— Start of READING PASSAGE —
Reading about Marcus Borg again moves me to collect a copy of his book "Meeting Jesus Again For the First Time" from my office at church, where I may have several copies, having at one Time thought to lead a class reading and discussing the book and Borg's views. I've forgotten it, I'll have to read it again, it may have answers to some of my quest "Seek The Truth, Come Whence It May, Cost What It Will"; which involves credible faith, not scientific proof and not accepting the dogma of others' thinking. Furthermore, with my eighty-seventh birthday just over the horizon, I may contemplate that approach to ministry as my next step in retirement, some sort of Holy Book Club, or its "Thinking For Dummies" step-brother Holy Essay Club.
Actually, contemplation requires exercising the mind, and in my progressive form of retirement I'm perfectly happy sitting here checking the Vessel Schedule and looking across the Bay watching the Pass for arriving ship traffic.
— End of READING PASSAGE —
* **THINGS TO DO**:
1. Reproduce the part of the Marcus Borg passage above that runs between "Reading about Marcus" and "Holy Essay Club.", inclusive.
2. Locate every line in the records below that contains the string "sponsor", and copy each of those lines.
— Start of EXTRACTED ENTRIES —
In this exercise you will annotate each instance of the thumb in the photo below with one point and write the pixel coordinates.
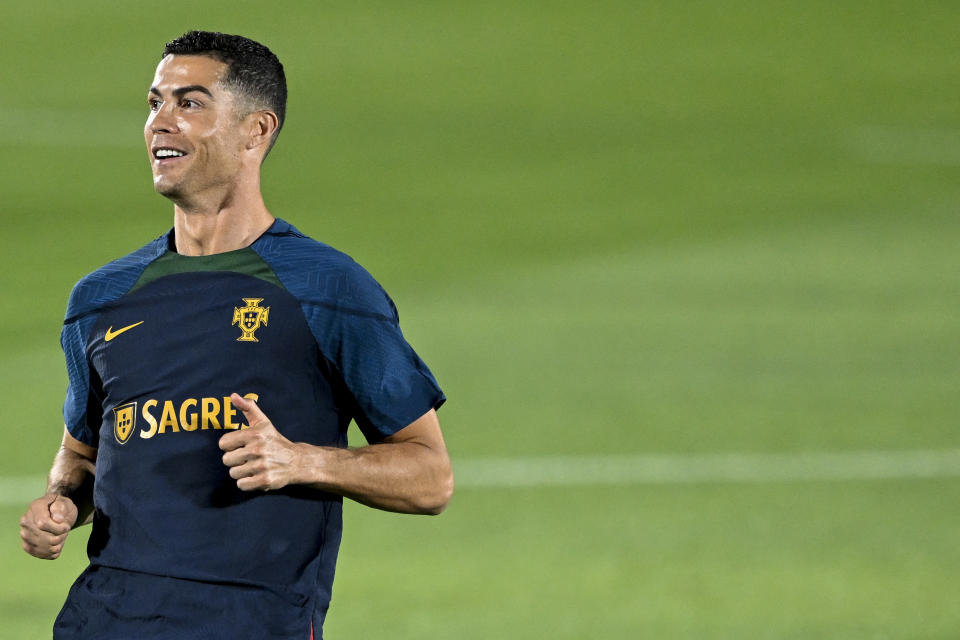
(59, 509)
(251, 411)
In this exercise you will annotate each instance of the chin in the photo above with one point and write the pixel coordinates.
(167, 189)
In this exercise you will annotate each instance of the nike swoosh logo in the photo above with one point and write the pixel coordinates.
(111, 334)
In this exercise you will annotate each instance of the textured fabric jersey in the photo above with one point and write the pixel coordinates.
(155, 344)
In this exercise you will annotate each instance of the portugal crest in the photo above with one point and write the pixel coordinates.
(249, 318)
(124, 417)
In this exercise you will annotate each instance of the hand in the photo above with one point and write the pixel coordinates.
(259, 457)
(45, 525)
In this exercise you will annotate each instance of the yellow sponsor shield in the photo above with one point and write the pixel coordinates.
(124, 419)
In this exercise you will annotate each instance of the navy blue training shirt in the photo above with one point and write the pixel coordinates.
(155, 344)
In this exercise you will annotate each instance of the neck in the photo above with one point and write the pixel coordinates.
(219, 224)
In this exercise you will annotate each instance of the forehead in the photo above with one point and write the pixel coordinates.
(181, 71)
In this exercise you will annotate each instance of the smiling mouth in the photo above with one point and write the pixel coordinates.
(164, 153)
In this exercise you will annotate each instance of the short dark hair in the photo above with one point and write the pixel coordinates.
(252, 69)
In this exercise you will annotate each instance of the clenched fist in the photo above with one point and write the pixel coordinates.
(259, 457)
(45, 525)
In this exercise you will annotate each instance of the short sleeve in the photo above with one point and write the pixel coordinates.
(360, 336)
(80, 413)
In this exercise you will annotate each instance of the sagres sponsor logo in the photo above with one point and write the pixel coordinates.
(160, 417)
(124, 417)
(249, 318)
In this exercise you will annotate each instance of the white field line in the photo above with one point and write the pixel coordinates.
(649, 469)
(616, 470)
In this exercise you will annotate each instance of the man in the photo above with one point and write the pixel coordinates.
(205, 526)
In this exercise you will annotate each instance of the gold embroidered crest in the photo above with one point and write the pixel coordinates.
(124, 418)
(249, 318)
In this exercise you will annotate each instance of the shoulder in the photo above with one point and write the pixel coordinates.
(317, 274)
(112, 280)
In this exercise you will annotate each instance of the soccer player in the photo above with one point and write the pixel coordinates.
(212, 376)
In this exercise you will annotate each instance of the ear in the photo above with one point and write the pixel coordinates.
(261, 125)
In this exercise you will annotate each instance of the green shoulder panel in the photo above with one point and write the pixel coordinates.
(244, 261)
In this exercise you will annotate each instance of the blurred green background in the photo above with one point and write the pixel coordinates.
(610, 228)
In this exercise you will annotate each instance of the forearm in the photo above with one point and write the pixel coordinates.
(72, 476)
(406, 477)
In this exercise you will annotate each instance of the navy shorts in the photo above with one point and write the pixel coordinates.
(112, 604)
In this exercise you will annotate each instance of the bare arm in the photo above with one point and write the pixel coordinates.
(409, 472)
(68, 502)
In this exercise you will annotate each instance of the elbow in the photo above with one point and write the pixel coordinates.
(439, 497)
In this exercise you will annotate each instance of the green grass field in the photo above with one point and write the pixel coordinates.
(610, 228)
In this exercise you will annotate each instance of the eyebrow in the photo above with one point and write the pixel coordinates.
(181, 91)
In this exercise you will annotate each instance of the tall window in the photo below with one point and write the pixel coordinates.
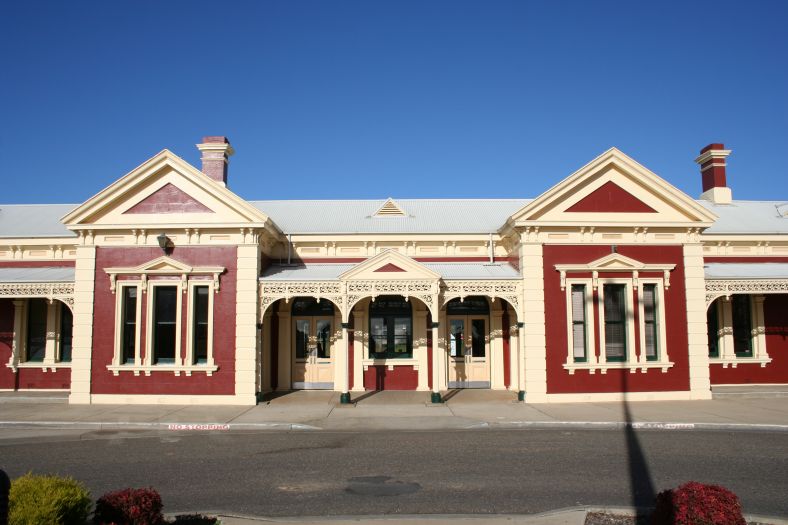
(615, 322)
(200, 324)
(390, 328)
(713, 323)
(579, 323)
(66, 332)
(36, 329)
(742, 325)
(128, 338)
(650, 328)
(165, 307)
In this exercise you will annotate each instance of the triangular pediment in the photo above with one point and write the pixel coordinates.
(169, 199)
(612, 190)
(389, 265)
(165, 190)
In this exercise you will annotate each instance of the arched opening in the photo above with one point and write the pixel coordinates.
(468, 342)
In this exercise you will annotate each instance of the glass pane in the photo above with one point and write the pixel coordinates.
(200, 324)
(650, 320)
(378, 337)
(324, 339)
(302, 338)
(478, 335)
(401, 345)
(36, 329)
(129, 328)
(456, 333)
(579, 322)
(164, 323)
(615, 317)
(742, 325)
(66, 332)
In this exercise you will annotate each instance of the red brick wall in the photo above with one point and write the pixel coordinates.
(558, 379)
(221, 382)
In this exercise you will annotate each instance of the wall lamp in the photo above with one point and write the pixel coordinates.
(165, 243)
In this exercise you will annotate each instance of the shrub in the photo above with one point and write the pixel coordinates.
(129, 507)
(697, 504)
(48, 499)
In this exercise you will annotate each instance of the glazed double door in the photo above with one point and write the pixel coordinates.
(469, 352)
(313, 364)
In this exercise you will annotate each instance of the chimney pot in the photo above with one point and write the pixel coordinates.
(216, 153)
(712, 168)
— End of EXTRACTED ENTRIES —
* **ANSWERS PROVIDED**:
1.
Reading about Marcus Borg again moves me to collect a copy of his book "Meeting Jesus Again For the First Time" from my office at church, where I may have several copies, having at one Time thought to lead a class reading and discussing the book and Borg's views. I've forgotten it, I'll have to read it again, it may have answers to some of my quest "Seek The Truth, Come Whence It May, Cost What It Will"; which involves credible faith, not scientific proof and not accepting the dogma of others' thinking. Furthermore, with my eighty-seventh birthday just over the horizon, I may contemplate that approach to ministry as my next step in retirement, some sort of Holy Book Club, or its "Thinking For Dummies" step-brother Holy Essay Club.

2.
In this exercise you will annotate each instance of the yellow sponsor shield in the photo above with one point and write the pixel coordinates.
In this exercise you will annotate each instance of the sagres sponsor logo in the photo above with one point and write the pixel coordinates.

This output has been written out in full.